- TASK BRIEF -
Pick every line out of the entries below that has the string "clicks", and copy it.

- EXERCISE INPUT -
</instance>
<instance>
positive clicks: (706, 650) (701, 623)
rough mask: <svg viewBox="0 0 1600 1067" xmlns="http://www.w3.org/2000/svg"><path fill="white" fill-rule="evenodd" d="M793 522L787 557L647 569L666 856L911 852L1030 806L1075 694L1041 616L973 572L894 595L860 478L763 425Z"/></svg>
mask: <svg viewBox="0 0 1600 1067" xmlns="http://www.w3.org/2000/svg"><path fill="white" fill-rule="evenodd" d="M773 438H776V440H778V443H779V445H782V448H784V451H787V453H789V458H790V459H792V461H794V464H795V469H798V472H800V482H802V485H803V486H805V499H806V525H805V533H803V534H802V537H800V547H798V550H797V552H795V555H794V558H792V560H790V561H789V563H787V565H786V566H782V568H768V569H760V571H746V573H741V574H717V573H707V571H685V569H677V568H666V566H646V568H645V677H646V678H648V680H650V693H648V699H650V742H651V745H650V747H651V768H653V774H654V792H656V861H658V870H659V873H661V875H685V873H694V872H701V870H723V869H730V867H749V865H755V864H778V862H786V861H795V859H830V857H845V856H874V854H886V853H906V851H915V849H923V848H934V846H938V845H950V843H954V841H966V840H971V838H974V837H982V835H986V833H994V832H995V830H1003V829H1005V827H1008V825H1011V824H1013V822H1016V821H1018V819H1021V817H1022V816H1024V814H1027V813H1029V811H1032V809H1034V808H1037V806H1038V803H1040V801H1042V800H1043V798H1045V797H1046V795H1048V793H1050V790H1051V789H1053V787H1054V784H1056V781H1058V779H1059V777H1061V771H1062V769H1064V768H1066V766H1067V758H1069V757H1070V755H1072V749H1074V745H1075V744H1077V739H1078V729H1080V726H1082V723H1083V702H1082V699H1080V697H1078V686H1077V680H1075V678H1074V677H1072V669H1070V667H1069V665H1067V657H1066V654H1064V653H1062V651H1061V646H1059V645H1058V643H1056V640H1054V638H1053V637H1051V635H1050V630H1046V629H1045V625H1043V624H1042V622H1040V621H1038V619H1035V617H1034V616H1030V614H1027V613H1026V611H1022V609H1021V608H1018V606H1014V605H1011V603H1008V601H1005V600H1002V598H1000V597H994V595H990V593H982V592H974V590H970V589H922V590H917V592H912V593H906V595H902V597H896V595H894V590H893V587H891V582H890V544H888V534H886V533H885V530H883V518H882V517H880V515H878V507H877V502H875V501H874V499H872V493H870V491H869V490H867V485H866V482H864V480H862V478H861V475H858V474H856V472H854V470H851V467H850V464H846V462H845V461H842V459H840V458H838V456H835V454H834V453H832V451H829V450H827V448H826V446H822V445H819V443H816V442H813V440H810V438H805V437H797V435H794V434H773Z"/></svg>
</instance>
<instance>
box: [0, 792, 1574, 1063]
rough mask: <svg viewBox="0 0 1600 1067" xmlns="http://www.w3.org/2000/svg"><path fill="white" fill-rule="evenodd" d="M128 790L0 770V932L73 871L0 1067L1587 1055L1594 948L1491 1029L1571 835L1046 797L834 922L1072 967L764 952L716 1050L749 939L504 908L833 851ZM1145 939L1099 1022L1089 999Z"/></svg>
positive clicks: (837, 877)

- ANSWER AREA -
positive clicks: (706, 650) (701, 623)
positive clicks: (837, 877)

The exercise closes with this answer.